Print exactly, and only, the lines running from the line containing "Please point out the front" through the end of the records below.
------------------------------------
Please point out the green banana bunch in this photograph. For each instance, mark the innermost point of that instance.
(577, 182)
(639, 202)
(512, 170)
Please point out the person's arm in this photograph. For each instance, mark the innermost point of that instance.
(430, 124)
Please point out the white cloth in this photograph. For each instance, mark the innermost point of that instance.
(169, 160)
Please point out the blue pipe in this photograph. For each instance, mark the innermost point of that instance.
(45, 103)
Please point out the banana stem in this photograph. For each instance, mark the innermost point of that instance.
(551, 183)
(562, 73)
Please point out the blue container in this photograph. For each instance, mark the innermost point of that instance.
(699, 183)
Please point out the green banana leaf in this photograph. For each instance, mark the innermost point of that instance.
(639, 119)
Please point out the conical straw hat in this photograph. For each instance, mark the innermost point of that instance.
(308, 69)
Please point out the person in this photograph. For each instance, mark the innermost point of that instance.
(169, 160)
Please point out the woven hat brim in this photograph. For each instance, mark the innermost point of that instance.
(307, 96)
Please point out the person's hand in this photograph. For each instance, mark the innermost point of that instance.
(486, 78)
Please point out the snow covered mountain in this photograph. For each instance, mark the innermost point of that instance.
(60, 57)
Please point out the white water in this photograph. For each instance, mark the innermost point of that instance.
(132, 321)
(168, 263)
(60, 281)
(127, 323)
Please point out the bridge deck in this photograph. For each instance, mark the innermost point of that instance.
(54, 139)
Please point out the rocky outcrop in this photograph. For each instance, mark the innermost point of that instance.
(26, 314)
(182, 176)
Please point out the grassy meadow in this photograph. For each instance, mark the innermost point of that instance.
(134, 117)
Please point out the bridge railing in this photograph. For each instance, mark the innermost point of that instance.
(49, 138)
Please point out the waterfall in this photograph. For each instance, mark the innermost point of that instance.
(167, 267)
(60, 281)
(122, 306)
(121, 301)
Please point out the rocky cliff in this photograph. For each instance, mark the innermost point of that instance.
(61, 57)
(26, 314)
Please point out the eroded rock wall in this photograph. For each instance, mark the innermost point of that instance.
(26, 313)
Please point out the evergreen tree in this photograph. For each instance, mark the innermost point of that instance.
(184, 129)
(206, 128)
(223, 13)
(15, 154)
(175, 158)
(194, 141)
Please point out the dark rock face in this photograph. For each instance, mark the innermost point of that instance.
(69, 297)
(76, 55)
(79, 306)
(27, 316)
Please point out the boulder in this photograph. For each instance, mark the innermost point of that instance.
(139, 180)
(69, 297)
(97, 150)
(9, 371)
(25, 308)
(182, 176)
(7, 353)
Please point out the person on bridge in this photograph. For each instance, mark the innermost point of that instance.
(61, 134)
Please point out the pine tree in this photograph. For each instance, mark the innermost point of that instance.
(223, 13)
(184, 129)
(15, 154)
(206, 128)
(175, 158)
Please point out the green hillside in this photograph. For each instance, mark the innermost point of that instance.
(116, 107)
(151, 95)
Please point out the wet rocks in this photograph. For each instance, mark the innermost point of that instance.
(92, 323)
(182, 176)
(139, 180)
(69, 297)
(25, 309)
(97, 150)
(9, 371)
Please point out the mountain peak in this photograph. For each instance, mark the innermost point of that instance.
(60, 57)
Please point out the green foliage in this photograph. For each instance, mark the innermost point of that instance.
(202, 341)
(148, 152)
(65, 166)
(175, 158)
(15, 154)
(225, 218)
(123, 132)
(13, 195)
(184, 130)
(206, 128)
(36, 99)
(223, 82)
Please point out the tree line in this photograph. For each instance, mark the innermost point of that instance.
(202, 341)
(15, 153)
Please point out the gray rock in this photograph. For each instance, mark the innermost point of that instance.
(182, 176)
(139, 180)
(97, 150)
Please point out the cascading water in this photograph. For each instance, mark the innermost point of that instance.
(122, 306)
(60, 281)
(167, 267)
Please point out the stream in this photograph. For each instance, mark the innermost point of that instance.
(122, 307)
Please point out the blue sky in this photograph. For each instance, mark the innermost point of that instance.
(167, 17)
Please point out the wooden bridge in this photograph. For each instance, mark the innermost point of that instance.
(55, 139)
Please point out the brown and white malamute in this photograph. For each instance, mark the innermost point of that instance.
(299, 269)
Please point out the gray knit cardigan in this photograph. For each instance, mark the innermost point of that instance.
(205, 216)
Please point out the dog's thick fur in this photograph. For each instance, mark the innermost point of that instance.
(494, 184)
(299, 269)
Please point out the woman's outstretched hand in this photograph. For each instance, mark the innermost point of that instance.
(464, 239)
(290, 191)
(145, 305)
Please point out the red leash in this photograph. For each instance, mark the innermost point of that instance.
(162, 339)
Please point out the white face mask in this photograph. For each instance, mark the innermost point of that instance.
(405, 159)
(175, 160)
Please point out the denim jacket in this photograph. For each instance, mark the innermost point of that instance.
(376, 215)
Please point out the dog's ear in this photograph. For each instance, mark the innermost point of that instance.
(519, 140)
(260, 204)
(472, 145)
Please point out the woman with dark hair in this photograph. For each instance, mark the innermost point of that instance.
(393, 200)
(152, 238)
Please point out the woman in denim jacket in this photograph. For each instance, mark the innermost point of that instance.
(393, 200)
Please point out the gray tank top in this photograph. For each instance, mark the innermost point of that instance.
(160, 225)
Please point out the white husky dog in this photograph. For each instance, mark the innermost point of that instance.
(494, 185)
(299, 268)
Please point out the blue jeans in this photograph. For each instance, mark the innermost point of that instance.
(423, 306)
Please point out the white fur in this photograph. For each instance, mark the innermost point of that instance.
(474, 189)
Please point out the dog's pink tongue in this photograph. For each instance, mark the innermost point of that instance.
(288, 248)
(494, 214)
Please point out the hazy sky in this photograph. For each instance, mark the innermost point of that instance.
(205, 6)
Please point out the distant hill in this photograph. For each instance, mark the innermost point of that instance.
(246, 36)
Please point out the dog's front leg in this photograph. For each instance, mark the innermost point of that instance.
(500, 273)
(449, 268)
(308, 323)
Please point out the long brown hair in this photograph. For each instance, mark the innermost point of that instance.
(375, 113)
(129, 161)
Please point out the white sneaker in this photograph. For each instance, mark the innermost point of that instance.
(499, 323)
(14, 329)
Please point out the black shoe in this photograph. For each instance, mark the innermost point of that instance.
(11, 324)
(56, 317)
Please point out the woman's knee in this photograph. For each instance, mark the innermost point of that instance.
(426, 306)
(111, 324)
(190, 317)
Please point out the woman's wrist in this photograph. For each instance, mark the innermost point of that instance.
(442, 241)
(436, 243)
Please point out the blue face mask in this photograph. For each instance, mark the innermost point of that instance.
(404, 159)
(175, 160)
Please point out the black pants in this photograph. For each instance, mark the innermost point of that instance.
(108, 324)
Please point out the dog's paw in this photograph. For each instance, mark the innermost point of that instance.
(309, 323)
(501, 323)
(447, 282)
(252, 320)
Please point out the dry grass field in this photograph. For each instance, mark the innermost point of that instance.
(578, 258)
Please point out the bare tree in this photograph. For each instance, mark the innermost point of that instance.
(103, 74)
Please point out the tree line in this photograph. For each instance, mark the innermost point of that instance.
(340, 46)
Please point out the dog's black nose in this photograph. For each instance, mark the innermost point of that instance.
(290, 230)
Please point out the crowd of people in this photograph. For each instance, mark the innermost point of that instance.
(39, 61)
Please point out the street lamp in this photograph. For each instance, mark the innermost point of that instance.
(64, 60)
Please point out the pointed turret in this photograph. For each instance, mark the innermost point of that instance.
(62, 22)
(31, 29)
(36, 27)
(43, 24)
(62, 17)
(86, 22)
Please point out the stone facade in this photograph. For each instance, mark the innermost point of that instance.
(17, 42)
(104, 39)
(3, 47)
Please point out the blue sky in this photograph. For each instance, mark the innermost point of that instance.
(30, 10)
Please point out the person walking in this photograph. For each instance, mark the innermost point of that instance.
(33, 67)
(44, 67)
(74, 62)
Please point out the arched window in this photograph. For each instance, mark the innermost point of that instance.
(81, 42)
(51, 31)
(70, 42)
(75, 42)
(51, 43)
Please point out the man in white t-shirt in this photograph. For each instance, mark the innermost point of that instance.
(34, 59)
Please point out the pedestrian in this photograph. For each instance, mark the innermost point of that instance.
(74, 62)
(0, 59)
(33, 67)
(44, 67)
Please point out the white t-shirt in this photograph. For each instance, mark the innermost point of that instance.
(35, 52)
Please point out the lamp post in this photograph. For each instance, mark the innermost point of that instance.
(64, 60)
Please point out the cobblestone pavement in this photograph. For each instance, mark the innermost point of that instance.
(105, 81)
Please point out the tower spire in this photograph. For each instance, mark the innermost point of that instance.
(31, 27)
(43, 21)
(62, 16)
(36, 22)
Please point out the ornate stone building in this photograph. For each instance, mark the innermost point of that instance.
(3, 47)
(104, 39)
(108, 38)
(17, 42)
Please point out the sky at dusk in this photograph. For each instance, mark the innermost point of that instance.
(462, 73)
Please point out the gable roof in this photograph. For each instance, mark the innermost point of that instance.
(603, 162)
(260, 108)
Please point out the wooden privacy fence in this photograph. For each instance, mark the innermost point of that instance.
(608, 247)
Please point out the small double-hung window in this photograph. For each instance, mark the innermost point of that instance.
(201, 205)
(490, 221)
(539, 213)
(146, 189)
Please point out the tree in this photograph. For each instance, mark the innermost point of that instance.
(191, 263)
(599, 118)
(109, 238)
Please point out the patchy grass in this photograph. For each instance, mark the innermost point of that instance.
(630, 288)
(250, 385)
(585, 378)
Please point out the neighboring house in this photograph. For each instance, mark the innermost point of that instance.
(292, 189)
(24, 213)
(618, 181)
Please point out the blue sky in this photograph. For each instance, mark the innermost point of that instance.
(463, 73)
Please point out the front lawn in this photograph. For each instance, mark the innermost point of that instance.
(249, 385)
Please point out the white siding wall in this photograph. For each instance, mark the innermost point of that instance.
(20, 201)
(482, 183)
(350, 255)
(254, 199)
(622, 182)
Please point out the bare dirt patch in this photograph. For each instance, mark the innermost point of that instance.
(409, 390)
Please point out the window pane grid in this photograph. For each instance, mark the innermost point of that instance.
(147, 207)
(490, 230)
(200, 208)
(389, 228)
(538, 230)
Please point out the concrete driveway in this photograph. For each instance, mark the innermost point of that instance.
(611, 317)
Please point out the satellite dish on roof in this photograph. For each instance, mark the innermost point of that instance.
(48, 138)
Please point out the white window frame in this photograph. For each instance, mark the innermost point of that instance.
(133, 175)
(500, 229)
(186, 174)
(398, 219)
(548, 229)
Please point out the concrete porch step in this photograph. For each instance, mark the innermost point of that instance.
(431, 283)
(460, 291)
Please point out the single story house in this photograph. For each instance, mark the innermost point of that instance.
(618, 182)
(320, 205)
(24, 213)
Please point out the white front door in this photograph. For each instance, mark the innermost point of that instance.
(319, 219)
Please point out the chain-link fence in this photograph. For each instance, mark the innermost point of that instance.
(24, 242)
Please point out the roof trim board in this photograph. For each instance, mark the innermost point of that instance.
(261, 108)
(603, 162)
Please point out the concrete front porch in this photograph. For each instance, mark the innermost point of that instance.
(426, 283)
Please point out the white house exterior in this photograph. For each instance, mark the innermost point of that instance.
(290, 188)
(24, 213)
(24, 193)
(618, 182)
------------------------------------
Solution to this task:
Please point out the front lawn in this photograph. For each instance, mark the innermost point of that instance.
(249, 385)
Please point out the white siding wall in this photograph. For each instance, mark the innermost point of that instance.
(20, 201)
(482, 183)
(350, 255)
(254, 199)
(622, 182)
Please point out the bare dirt patch in this photograph. For each instance, mark the innermost point of that instance.
(409, 390)
Please point out the window pane grid in this photograph. For each instance, mark the innermost point of that instance.
(147, 207)
(490, 230)
(200, 208)
(389, 228)
(538, 230)
Please point out the concrete driveway in this photograph. For each instance, mark the innermost point of that instance.
(611, 317)
Please point out the satellite dish on roof in this photograph. For each instance, mark the innermost point of that instance.
(48, 138)
Please point out the white window frame in this photograph. For each instance, mark the innermost point of that instance.
(133, 175)
(500, 229)
(186, 174)
(398, 219)
(548, 229)
Please point out the concrete porch step in this photograph. For each instance, mark the innermost point of that instance.
(431, 283)
(460, 291)
Please point out the single story house in this photograph. For each instance, mark the innermost point of that instance.
(618, 182)
(320, 205)
(24, 213)
Please point out the white front door in this photograph. For each instance, mark the innermost point of that instance.
(319, 219)
Please point out the chain-link fence in this photograph. For each instance, mark the innermost point of that instance.
(24, 242)
Please point out the roof trim board in this photograph. For each instance, mark the innermost point of that instance.
(261, 108)
(603, 162)
Please point out the concrete front porch in this photograph. For each instance, mark the innermost point of that instance.
(426, 283)
Please point out the white house exterior in this photograph. For each instance, mark the innermost point of that instance.
(290, 188)
(24, 213)
(24, 193)
(618, 182)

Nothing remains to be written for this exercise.